- **Entries**:

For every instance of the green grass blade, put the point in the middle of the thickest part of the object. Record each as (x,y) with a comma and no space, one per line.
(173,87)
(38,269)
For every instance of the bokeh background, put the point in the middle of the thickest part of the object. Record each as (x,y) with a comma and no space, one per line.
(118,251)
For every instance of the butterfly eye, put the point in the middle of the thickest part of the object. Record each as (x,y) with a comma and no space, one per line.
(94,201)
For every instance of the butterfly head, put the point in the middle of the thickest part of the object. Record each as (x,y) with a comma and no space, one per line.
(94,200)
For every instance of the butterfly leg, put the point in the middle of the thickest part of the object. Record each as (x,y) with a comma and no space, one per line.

- **Task brief**:
Reproduce every record above word for word, keeping each line as it appears.

- **Solution below**:
For every instance of the green grass blade, put the point in the middle of the thickest part of the object. Record each as (x,y) with a comma and no space, one per line.
(173,87)
(38,269)
For every instance of the bokeh background, put the point in the middle of the thickest part of the object. Record each as (x,y) with a comma and no space, one per line.
(118,251)
For every instance of the butterfly eye, put the point in the middle of the thickest part of the object. Record each as (x,y) with a comma and no space, one per line.
(94,201)
For every instance of the butterfly head, put the point in the middle of the thickest part of the object. Record each as (x,y) with a comma and no space, one per line.
(94,200)
For every instance of the butterfly leg, put the point in the middle of the thickest part of the object. Record each as (x,y) with a comma and no space, one per line.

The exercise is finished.